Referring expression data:
Content starts
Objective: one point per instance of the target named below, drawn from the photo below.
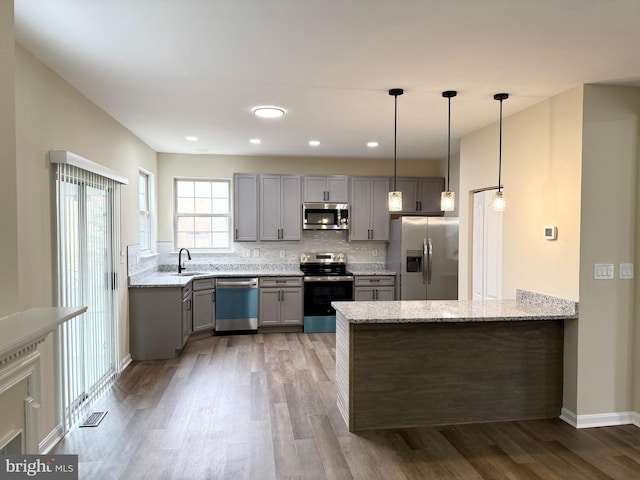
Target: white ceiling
(166, 69)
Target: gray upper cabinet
(369, 209)
(333, 189)
(245, 207)
(280, 207)
(420, 195)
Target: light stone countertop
(172, 279)
(527, 306)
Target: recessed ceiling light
(267, 111)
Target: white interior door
(487, 248)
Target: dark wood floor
(263, 407)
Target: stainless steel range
(326, 279)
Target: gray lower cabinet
(204, 304)
(374, 288)
(280, 301)
(420, 195)
(369, 209)
(160, 321)
(280, 207)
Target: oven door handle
(332, 278)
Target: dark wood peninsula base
(391, 375)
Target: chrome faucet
(180, 265)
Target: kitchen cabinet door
(409, 189)
(291, 208)
(270, 210)
(338, 189)
(360, 223)
(204, 310)
(315, 189)
(379, 209)
(245, 207)
(280, 207)
(334, 189)
(187, 304)
(429, 199)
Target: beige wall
(172, 166)
(50, 114)
(8, 200)
(608, 235)
(541, 177)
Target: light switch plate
(603, 271)
(625, 271)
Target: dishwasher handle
(244, 283)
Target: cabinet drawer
(374, 281)
(279, 282)
(204, 283)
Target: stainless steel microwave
(325, 216)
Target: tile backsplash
(256, 253)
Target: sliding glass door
(87, 230)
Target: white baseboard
(124, 363)
(51, 440)
(600, 419)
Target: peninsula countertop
(526, 306)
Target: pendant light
(448, 198)
(395, 197)
(499, 200)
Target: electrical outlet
(625, 271)
(603, 271)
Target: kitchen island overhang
(416, 363)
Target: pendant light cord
(395, 92)
(500, 152)
(395, 140)
(449, 145)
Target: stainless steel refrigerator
(424, 253)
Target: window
(144, 208)
(203, 218)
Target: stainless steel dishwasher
(236, 305)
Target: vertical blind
(88, 239)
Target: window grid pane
(203, 216)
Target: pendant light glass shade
(395, 197)
(395, 201)
(499, 199)
(448, 198)
(499, 202)
(448, 201)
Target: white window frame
(177, 214)
(148, 214)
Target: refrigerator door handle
(425, 254)
(429, 260)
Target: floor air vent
(94, 419)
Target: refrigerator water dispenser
(414, 261)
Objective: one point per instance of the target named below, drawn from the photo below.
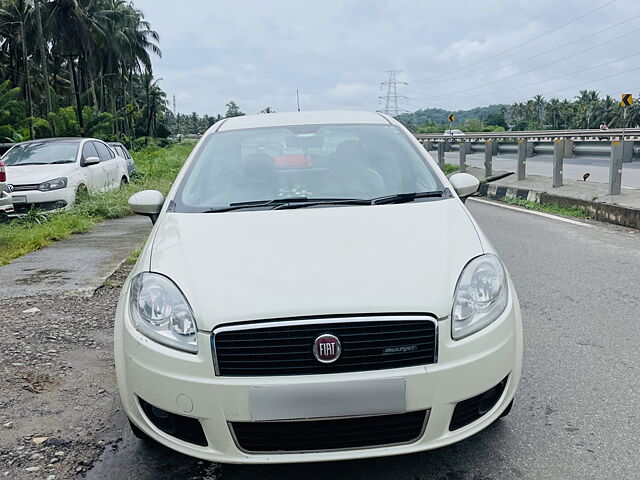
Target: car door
(109, 166)
(93, 174)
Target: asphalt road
(577, 413)
(574, 168)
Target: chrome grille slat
(286, 347)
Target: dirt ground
(58, 392)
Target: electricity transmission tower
(391, 106)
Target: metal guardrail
(548, 135)
(619, 142)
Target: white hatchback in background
(314, 289)
(6, 205)
(48, 174)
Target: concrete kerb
(606, 212)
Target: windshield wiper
(289, 202)
(406, 197)
(301, 202)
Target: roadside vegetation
(587, 110)
(157, 168)
(575, 212)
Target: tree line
(71, 67)
(587, 110)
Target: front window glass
(328, 161)
(45, 153)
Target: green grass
(157, 167)
(450, 168)
(576, 212)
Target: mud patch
(46, 276)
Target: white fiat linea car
(314, 289)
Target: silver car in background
(6, 205)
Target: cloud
(335, 52)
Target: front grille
(318, 435)
(24, 188)
(286, 348)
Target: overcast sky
(336, 52)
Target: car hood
(251, 265)
(29, 174)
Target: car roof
(300, 118)
(55, 140)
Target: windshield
(41, 153)
(311, 162)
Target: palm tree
(554, 108)
(539, 103)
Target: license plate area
(327, 400)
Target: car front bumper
(185, 384)
(52, 200)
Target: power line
(391, 106)
(554, 49)
(586, 82)
(538, 67)
(549, 32)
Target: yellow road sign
(627, 100)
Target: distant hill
(439, 116)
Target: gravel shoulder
(58, 386)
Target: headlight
(480, 296)
(160, 311)
(55, 184)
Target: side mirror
(90, 161)
(148, 203)
(464, 184)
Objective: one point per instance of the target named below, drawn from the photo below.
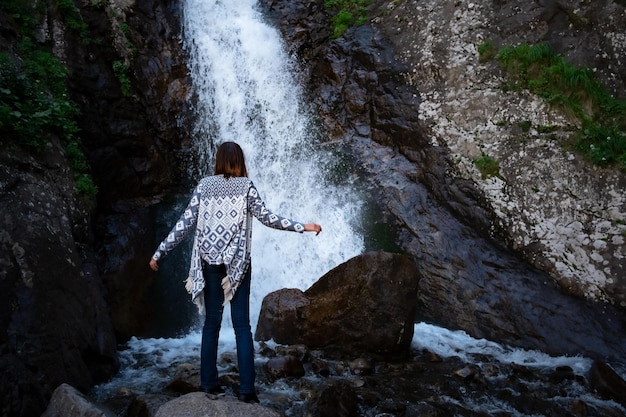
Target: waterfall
(247, 92)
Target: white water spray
(248, 93)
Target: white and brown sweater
(221, 211)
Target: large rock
(68, 401)
(365, 305)
(412, 105)
(198, 404)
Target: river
(248, 92)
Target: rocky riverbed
(446, 379)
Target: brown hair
(229, 161)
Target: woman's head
(230, 161)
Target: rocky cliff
(73, 275)
(532, 257)
(408, 96)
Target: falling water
(247, 92)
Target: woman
(220, 211)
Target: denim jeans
(240, 313)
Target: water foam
(248, 93)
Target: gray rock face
(402, 96)
(365, 305)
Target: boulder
(365, 305)
(198, 404)
(68, 401)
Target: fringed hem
(198, 300)
(228, 293)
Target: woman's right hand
(313, 227)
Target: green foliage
(26, 14)
(120, 69)
(488, 166)
(72, 18)
(349, 13)
(602, 137)
(34, 106)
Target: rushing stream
(248, 92)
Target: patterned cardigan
(221, 211)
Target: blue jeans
(240, 312)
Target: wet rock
(200, 405)
(320, 367)
(331, 314)
(336, 399)
(483, 269)
(147, 405)
(54, 321)
(361, 366)
(607, 382)
(284, 367)
(66, 400)
(186, 379)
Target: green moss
(121, 71)
(35, 107)
(348, 13)
(488, 166)
(576, 90)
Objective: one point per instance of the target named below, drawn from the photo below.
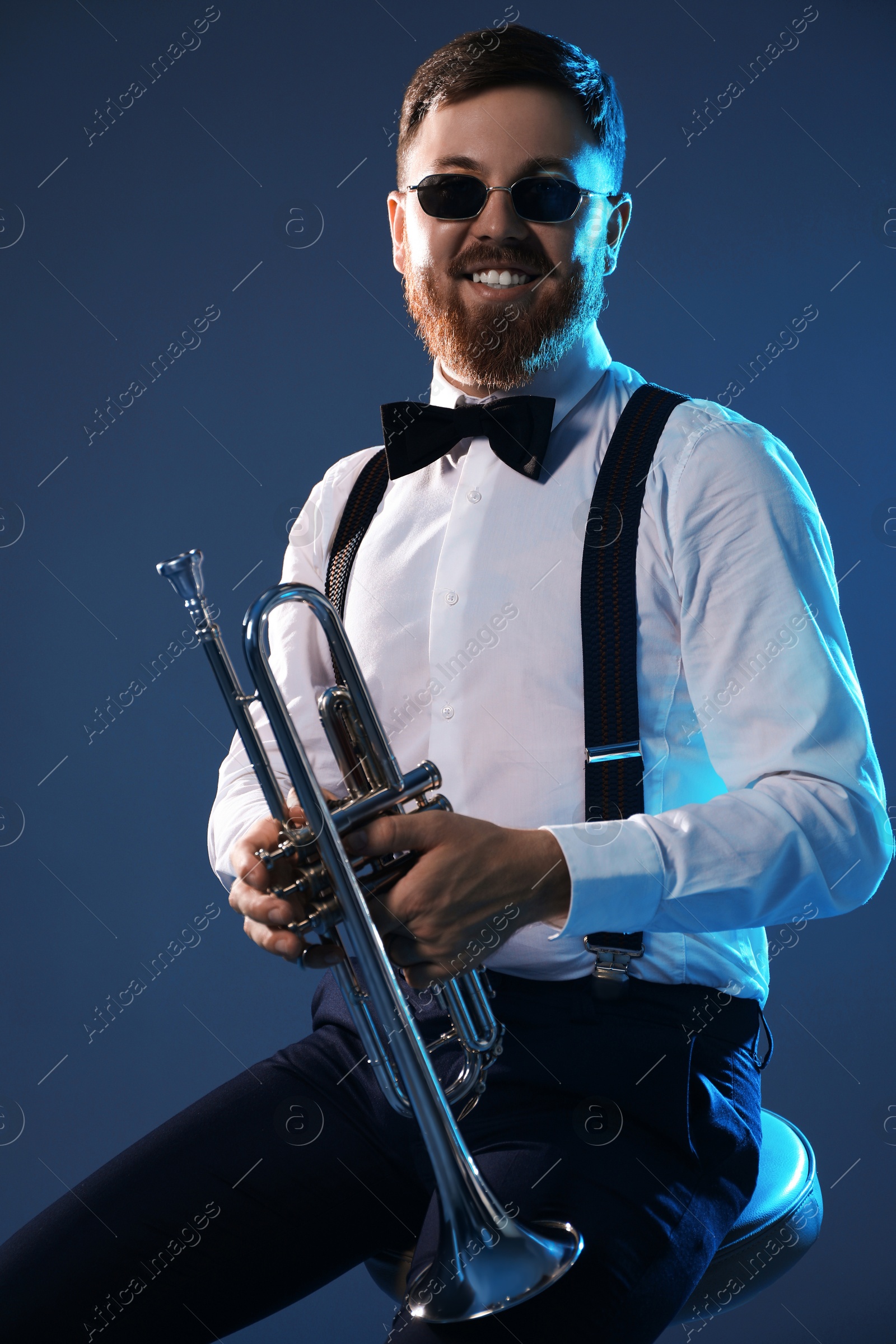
Content ends
▸ **Brief**:
Print all entries exactly. The images do not belong in the copy.

▸ **Exercise answer**:
Objective: one point per instance of the target named below, drawn from the photo below.
Target: white ceiling
(166, 69)
Target: gray upper cabinet
(369, 209)
(333, 189)
(245, 207)
(280, 207)
(420, 195)
Target: light stone countertop
(172, 279)
(527, 306)
Target: recessed ceiling light
(267, 111)
Target: white interior door
(487, 248)
Target: dark wood floor
(263, 407)
Target: stainless steel range
(326, 279)
Target: gray lower cabinet
(204, 304)
(374, 288)
(280, 301)
(420, 195)
(369, 209)
(160, 321)
(280, 207)
Target: oven door handle
(332, 278)
Target: dark wood peninsula base
(391, 375)
Target: chrome faucet
(180, 265)
Target: kitchen cabinet door
(409, 189)
(291, 208)
(270, 210)
(338, 189)
(360, 223)
(204, 310)
(315, 189)
(379, 209)
(245, 207)
(280, 207)
(334, 189)
(187, 304)
(429, 199)
Target: beige wall
(172, 166)
(50, 114)
(8, 200)
(608, 235)
(541, 177)
Target: light switch plate
(603, 271)
(625, 271)
Target: dishwasher handle
(244, 283)
Target: cabinet drawer
(374, 281)
(279, 282)
(204, 283)
Target: stainless steel microwave
(325, 216)
Target: tile backsplash
(256, 253)
Target: sliding glass door
(87, 230)
Target: white baseboard
(124, 363)
(51, 440)
(600, 419)
Target: peninsula countertop
(526, 306)
Target: pendant light
(448, 198)
(395, 197)
(499, 200)
Target: electrical outlet
(625, 271)
(603, 271)
Target: kitchen island overhang
(416, 363)
Target: pendant light cord
(395, 92)
(500, 152)
(395, 140)
(449, 145)
Target: stainless steel refrigerator
(424, 253)
Target: window
(144, 208)
(203, 218)
Target: stainless steel dishwasher
(236, 305)
Target: vertical blind
(88, 239)
Target: window grid pane
(203, 216)
Target: pendant light glass shade
(395, 197)
(395, 201)
(499, 199)
(448, 198)
(499, 202)
(448, 201)
Target: white window frame
(177, 214)
(148, 214)
Target: refrigerator door handle
(425, 254)
(429, 260)
Target: floor air vent
(94, 419)
Target: refrigerator water dispenser
(414, 261)
Objective: one point per instance of the target named below, drawn from the photo below.
Target: car door
(109, 166)
(93, 174)
Target: asphalt road
(577, 413)
(574, 168)
Target: chrome grille slat
(286, 347)
Target: dirt ground
(58, 392)
Target: electricity transmission tower
(391, 106)
Target: metal guardrail
(548, 135)
(619, 142)
Target: white hatchback in background
(314, 289)
(6, 205)
(48, 174)
Target: concrete kerb
(606, 212)
Target: windshield wiper
(289, 202)
(406, 197)
(301, 202)
Target: roadside vegetation
(587, 110)
(157, 168)
(575, 212)
Target: tree line
(71, 67)
(587, 110)
Target: front window glass
(328, 161)
(45, 153)
Target: green grass
(157, 167)
(450, 168)
(576, 212)
Target: mud patch
(46, 276)
Target: white fiat linea car
(314, 289)
Target: silver car in background
(6, 205)
Target: cloud
(335, 52)
Target: front grille
(318, 435)
(24, 188)
(286, 348)
Target: overcast sky
(336, 52)
Target: car hood
(251, 265)
(29, 174)
Target: car roof
(300, 118)
(55, 140)
Target: windshield
(41, 153)
(311, 162)
Target: palm tree
(554, 108)
(539, 103)
Target: license plate area
(327, 400)
Target: car front bumper
(185, 384)
(52, 200)
Target: power line
(391, 106)
(554, 49)
(586, 82)
(538, 67)
(549, 32)
Target: yellow road sign
(627, 100)
Target: distant hill
(439, 116)
Target: gravel shoulder
(58, 386)
Target: headlight
(480, 296)
(160, 311)
(55, 184)
Target: side mirror
(90, 161)
(148, 203)
(464, 184)
Objective: one point per instance of the target named below, drawn from the photo below.
Target: waterfall
(247, 92)
Target: white water spray
(248, 93)
Target: white and brown sweater
(221, 211)
Target: large rock
(68, 401)
(365, 305)
(412, 105)
(198, 404)
Target: river
(248, 92)
Target: rocky riverbed
(446, 379)
Target: brown hair
(229, 161)
Target: woman's head
(230, 161)
Target: rocky cliff
(73, 275)
(532, 257)
(408, 96)
Target: falling water
(247, 92)
Target: woman
(220, 211)
Target: denim jeans
(240, 313)
Target: water foam
(248, 93)
Target: gray rock face
(402, 96)
(365, 305)
Target: boulder
(365, 305)
(198, 404)
(68, 401)
Target: fringed hem
(198, 300)
(228, 293)
Target: woman's right hand
(313, 227)
Target: green foliage
(26, 14)
(120, 69)
(488, 166)
(72, 18)
(349, 13)
(602, 137)
(34, 106)
Target: rushing stream
(248, 92)
Target: patterned cardigan
(221, 211)
Target: blue jeans
(240, 312)
Target: wet rock
(200, 405)
(320, 367)
(331, 314)
(336, 399)
(483, 269)
(147, 405)
(54, 321)
(361, 366)
(607, 382)
(284, 367)
(66, 400)
(186, 379)
Target: green moss
(121, 71)
(35, 107)
(348, 13)
(488, 166)
(576, 90)
Objective: one point per instance of the target named below, drawn from the photo below.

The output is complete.